### EXERCISE TASK
Extend the mailing-list thread below about storing serialized Python objects in Cassandra, picking up right after its final line.

━━━━━ GIVEN TEXT

You are viewing a plain text version of this content. The canonical link for it is here.
Posted to user@cassandra.apache.org by Ian Danforth <id...@numenta.com> on 2011/09/22 20:28:27 UTC

Storing (python) objects

All,

 I find myself considering storing serialized python dicts in Cassandra. I'd
like to store fairly complex, nested dicts, and it's just easier to do this
rather than work out a lot of super columns / columns etc.

 Do others find themselves storing serialized data structures in Cassandra
or is this generally a sign of doing something wrong?

 Thanks in advance!

Ian

Re: Storing (python) objects

Posted by Koert Kuipers <ko...@tresata.com>.
i would advise not to use a language specific storage format, you might
regret it later on if you want to add an application to your system that is
written in anything else than python. i mean python is great, but it is not
necessary the right tool for every job

look at thrift/protobuf/avro/bson/json
i would use a serialization with an IDL

On Fri, Sep 23, 2011 at 5:07 AM, David Allsopp <dn...@gmail.com> wrote:

> We have done exactly as you describe (nested dicts etc) - works fine as
> long as you are happy to read the whole lump of data, i.e. don't need to
> read at a finer granularity. This approach can also save a lot of storage
> space as you don't have the overhead of many small columns.
>
> Some folks also write JSON, which would be a bit more language-independent
> of course.
>
>
> On 22 September 2011 19:28, Ian Danforth <id...@numenta.com> wrote:
>
>> All,
>>
>>  I find myself considering storing serialized python dicts in Cassandra.
>> I'd like to store fairly complex, nested dicts, and it's just easier to do
>> this rather than work out a lot of super columns / columns etc.
>>
>>  Do others find themselves storing serialized data structures in Cassandra
>> or is this generally a sign of doing something wrong?
>>
>>  Thanks in advance!
>>
>> Ian
>>
>
>

Re: Storing (python) objects

Posted by David Allsopp <dn...@gmail.com>.
We have done exactly as you describe (nested dicts etc) - works fine as long
as you are happy to read the whole lump of data, i.e. don't need to read at
a finer granularity. This approach can also save a lot of storage space as
you don't have the overhead of many small columns.

Some folks also write JSON, which would be a bit more language-independent
of course.

On 22 September 2011 19:28, Ian Danforth <id...@numenta.com> wrote:

> All,
>
>  I find myself considering storing serialized python dicts in Cassandra.
> I'd like to store fairly complex, nested dicts, and it's just easier to do
> this rather than work out a lot of super columns / columns etc.

━━━━━━━━━━
━━━━━ RECORDED INFORMATION

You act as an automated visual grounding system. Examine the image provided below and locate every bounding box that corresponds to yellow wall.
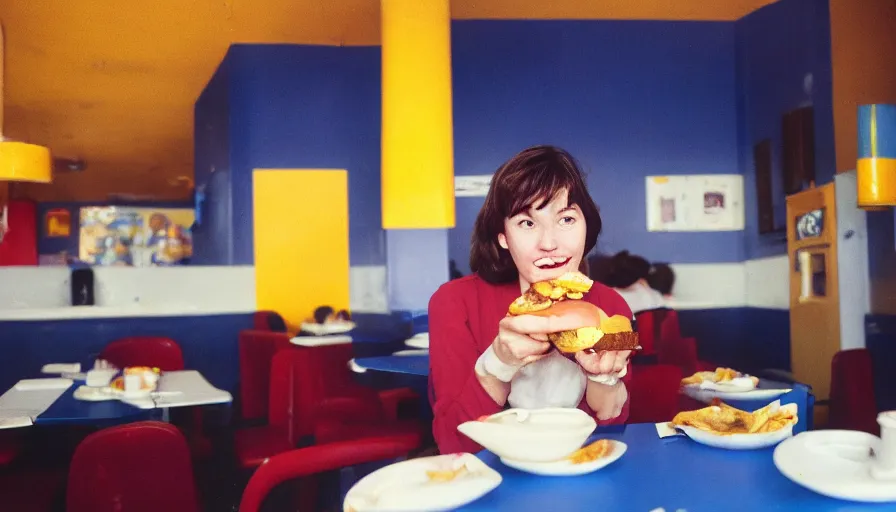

━━━━━━━━━━

### ANSWER BELOW
>
>  Do others find themselves storing serialized data structures in Cassandra
> or is this generally a sign of doing something wrong?
>
>  Thanks in advance!
>
> Ian
>

Re: Storing (python) objects

Posted by Tristan Seligmann <mi...@mithrandi.net>.
On Fri, Sep 23, 2011 at 1:09 AM, Alexis Lê-Quôc <al...@datadoghq.com> wrote:
> For data accessed through a single path, I use the same trick: pickle, bz2
> and insert.

Note that unpickling a pickle in Python involves a) arbitrary code
execution, and b) relies on your code being the same (or close enough)
to what it was when the pickle was created, so it is generally a very
bad choice for persistent data serialization.
-- 
mithrandi, i Ainil en-Balandor, a faer Ambar

Re: Storing (python) objects

Posted by Edward Capriolo <ed...@gmail.com>.
On Fri, Sep 23, 2011 at 1:41 PM, Ian Danforth <id...@numenta.com> wrote:

> Good feedback from all. Thanks!
>
> Ian
>
> On Fri, Sep 23, 2011 at 7:48 AM, Tristan Seligmann <
> mithrandi@mithrandi.net> wrote:
>
>> On Fri, Sep 23, 2011 at 1:09 AM, Alexis Lê-Quôc <al...@datadoghq.com>
>> wrote:
>> > For data accessed through a single path, I use the same trick: pickle,
>> bz2
>> > and insert.
>>
>> Note that unpickling a pickle in Python involves a) arbitrary code
>> execution, and b) relies on your code being the same (or close enough)
>> to what it was when the pickle was created, so it is generally a very
>> bad choice for persistent data serialization.
>> --
>> mithrandi, i Ainil en-Balandor, a faer Ambar
>>
>
>
I am working on something similar
https://github.com/edwardcapriolo/Cassandra-AnyType one of the features I
want to get at is being able to serialize any comparable object to json
using google gson. Doing this will allow storage of any Java object as json,
and the fields should sort by the same rules as compare to. (still a work in
progress)

Re: Storing (python) objects

Posted by Ian Danforth <id...@numenta.com>.
Good feedback from all. Thanks!

Ian

On Fri, Sep 23, 2011 at 7:48 AM, Tristan Seligmann
<mi...@mithrandi.net>wrote:

> On Fri, Sep 23, 2011 at 1:09 AM, Alexis Lê-Quôc <al...@datadoghq.com> wrote:
> > For data accessed through a single path, I use the same trick: pickle,
> bz2
> > and insert.
>
> Note that unpickling a pickle in Python involves a) arbitrary code
> execution, and b) relies on your code being the same (or close enough)
> to what it was when the pickle was created, so it is generally a very
> bad choice for persistent data serialization.
> --
> mithrandi, i Ainil en-Balandor, a faer Ambar
>

Re: Storing (python) objects

Posted by Alexis Lê-Quôc <al...@datadoghq.com>.
On Thu, Sep 22, 2011 at 3:50 PM, Aaron Turner <sy...@gmail.com> wrote:

> On Thu, Sep 22, 2011 at 11:28 AM, Ian Danforth <id...@numenta.com>
> wrote:
> > All,
> >  I find myself considering storing serialized python dicts in Cassandra.
> I'd
> > like to store fairly complex, nested dicts, and it's just easier to do
> this
> > rather than work out a lot of super columns / columns etc.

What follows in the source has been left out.